Directions:
Below are the records. Copy word for word everything from their very start down to the line containing "(1145, 765)", including that line.

Data provided:
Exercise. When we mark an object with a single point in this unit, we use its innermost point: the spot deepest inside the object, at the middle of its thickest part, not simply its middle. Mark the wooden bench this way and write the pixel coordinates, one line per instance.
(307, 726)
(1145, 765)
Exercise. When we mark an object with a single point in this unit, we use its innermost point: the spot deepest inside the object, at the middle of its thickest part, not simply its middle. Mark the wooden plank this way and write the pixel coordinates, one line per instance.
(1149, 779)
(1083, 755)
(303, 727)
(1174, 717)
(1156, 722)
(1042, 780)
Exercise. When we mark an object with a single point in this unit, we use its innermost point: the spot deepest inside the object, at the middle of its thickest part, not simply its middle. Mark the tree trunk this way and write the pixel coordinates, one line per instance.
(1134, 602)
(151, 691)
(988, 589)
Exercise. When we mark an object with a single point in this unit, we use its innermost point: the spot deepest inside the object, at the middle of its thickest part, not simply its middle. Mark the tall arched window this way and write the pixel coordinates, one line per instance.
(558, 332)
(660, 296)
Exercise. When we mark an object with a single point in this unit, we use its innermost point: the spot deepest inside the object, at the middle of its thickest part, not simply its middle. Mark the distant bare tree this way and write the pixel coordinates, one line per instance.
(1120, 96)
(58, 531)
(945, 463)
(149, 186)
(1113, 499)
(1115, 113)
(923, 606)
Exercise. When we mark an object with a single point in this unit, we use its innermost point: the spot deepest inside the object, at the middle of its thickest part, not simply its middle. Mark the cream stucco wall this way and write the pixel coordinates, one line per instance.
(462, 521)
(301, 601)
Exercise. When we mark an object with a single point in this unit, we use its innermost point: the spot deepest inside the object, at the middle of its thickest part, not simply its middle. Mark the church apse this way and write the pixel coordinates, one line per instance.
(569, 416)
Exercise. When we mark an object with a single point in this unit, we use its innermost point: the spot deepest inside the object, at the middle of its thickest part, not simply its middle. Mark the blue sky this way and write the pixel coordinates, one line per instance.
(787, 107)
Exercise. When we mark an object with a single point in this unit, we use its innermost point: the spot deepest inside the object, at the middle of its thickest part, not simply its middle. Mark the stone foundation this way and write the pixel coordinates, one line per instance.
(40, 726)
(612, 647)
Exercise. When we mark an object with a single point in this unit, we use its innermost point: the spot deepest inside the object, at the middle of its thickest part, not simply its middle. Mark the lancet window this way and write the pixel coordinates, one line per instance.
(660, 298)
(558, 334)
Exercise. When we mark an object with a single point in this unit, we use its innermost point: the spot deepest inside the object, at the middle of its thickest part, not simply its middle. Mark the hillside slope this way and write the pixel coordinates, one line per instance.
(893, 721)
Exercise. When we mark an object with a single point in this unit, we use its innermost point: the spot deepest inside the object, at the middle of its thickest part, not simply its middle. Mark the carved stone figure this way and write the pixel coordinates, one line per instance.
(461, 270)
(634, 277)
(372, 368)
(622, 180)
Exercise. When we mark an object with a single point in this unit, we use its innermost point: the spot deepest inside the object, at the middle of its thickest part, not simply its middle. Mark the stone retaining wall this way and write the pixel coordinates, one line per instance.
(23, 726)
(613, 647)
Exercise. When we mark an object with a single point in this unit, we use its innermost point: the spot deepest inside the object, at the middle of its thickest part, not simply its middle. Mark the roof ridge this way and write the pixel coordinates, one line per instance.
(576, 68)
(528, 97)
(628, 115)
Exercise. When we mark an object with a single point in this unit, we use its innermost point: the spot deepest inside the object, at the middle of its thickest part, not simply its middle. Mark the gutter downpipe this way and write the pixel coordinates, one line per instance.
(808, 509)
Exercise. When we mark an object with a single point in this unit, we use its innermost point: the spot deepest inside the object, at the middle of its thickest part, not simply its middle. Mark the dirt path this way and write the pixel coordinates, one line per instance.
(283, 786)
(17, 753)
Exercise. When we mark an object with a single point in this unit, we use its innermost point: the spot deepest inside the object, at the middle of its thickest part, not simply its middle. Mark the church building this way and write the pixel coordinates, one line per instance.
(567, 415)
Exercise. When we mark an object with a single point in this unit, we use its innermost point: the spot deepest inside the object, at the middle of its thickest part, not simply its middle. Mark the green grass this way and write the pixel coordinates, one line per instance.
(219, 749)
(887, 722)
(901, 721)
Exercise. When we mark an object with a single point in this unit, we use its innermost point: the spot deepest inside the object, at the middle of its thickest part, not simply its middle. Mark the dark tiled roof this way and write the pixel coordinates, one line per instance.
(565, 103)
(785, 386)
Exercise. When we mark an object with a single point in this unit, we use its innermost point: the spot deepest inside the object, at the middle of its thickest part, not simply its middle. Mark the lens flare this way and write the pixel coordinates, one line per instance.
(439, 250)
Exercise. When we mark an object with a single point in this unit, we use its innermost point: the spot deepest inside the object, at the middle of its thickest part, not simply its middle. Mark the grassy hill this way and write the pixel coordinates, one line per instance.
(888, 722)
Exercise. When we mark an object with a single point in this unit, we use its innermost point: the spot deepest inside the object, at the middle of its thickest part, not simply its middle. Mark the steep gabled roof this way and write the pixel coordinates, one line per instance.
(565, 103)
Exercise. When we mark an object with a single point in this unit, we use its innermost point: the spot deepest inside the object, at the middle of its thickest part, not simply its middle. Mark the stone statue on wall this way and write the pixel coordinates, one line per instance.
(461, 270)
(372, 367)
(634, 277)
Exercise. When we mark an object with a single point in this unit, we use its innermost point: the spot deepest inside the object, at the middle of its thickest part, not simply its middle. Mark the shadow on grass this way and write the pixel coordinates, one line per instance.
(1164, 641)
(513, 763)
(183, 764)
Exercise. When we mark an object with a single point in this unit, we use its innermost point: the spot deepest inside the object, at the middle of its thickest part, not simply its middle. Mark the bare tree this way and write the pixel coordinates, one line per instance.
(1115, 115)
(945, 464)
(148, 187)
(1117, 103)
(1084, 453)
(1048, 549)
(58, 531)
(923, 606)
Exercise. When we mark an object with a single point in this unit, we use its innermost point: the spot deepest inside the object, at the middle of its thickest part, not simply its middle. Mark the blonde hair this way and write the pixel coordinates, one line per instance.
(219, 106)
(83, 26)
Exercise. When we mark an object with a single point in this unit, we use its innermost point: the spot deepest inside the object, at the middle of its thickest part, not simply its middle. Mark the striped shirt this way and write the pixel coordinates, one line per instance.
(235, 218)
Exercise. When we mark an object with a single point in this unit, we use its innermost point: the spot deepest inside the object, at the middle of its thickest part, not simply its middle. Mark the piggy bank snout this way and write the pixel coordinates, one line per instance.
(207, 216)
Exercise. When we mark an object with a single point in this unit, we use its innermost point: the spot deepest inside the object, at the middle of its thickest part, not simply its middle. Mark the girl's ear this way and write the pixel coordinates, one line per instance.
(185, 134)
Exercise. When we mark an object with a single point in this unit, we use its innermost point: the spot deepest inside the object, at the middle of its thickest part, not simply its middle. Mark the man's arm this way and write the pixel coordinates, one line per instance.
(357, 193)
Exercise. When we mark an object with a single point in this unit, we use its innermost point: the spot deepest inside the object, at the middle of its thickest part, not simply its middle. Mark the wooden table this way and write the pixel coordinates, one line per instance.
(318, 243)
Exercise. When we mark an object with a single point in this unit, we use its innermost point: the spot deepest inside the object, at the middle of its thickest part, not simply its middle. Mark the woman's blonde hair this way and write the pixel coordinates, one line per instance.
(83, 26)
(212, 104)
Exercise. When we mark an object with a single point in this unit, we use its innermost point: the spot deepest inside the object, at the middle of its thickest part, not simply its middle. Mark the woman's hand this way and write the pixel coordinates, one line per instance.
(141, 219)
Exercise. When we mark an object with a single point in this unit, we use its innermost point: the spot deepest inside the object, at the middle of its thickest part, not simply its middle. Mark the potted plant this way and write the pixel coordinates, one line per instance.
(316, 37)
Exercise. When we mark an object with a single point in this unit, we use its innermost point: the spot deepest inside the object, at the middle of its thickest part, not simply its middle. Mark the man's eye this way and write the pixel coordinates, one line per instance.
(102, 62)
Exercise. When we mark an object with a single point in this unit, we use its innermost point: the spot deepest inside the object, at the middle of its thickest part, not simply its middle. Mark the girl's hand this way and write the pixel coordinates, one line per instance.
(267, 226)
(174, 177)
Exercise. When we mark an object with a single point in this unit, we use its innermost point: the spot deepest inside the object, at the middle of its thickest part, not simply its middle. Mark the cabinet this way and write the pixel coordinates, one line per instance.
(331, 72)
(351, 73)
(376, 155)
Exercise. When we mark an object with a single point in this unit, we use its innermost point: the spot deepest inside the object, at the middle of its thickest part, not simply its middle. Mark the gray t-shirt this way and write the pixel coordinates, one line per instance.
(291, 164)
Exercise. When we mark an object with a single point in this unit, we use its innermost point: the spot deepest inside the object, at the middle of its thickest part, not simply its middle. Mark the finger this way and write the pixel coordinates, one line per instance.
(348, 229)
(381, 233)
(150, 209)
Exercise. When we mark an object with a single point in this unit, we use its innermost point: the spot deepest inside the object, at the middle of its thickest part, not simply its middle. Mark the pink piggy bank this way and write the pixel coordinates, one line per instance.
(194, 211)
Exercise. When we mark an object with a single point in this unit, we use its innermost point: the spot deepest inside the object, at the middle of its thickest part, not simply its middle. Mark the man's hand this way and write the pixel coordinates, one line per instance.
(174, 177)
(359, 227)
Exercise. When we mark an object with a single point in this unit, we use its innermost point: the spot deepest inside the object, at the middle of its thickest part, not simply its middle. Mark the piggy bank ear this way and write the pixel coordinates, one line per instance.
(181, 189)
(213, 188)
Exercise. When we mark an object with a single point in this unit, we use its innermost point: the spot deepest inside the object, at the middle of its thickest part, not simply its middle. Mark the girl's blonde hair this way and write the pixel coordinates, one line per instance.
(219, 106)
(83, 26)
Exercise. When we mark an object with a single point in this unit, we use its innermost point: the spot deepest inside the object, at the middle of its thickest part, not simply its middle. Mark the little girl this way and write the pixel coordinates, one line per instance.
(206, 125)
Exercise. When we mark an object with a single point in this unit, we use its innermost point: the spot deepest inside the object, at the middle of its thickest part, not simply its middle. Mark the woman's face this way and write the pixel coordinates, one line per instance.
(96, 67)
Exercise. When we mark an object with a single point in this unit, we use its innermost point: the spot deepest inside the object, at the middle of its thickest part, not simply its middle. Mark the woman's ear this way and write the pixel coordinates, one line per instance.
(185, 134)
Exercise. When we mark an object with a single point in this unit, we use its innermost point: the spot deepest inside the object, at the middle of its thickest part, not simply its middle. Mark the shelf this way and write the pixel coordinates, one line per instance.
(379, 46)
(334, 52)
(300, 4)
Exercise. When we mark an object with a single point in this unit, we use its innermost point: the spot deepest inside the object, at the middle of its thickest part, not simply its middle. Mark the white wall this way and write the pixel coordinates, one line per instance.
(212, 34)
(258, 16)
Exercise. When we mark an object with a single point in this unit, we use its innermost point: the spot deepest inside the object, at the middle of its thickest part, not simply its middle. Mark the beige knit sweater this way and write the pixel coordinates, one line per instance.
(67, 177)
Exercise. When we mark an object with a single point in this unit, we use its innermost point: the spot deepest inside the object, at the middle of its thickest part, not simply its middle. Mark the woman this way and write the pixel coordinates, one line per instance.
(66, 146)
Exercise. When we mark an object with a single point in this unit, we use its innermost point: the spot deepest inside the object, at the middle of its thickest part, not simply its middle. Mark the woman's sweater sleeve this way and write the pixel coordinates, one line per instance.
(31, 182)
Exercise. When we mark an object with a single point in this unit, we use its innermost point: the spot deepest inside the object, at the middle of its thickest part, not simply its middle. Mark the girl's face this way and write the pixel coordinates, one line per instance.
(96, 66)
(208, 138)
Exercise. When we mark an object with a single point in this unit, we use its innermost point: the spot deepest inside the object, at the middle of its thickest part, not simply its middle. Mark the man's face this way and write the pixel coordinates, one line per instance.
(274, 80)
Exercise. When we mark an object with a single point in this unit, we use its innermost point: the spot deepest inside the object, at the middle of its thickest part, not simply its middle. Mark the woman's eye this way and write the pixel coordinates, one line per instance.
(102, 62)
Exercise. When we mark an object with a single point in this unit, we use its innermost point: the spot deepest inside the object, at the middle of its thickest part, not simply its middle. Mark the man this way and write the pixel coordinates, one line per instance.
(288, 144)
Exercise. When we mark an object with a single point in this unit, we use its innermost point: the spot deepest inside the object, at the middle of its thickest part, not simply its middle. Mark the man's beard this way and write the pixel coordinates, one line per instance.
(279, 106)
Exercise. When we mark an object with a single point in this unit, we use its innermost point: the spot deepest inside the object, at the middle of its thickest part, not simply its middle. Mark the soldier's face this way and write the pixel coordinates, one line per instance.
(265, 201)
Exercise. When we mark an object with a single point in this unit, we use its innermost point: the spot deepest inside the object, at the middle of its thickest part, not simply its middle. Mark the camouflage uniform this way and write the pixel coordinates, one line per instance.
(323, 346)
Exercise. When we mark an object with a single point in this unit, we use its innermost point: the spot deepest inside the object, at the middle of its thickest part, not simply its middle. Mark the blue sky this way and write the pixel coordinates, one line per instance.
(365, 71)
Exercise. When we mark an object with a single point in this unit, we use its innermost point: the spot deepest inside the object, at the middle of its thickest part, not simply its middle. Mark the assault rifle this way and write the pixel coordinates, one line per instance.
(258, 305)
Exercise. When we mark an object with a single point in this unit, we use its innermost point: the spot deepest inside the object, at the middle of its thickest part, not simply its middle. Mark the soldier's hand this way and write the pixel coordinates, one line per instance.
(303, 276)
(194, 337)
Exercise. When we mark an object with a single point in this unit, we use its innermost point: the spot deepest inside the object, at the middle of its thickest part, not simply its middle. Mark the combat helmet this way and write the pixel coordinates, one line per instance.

Answer below:
Exercise. When we mark an object with a single point in this unit, we use its innermost point: the spot deepest inside the object, at the middle of its thickest part, not simply its middle. Mark the wooden bench this way and write the pixel coordinates, one line per instance.
(307, 726)
(1145, 765)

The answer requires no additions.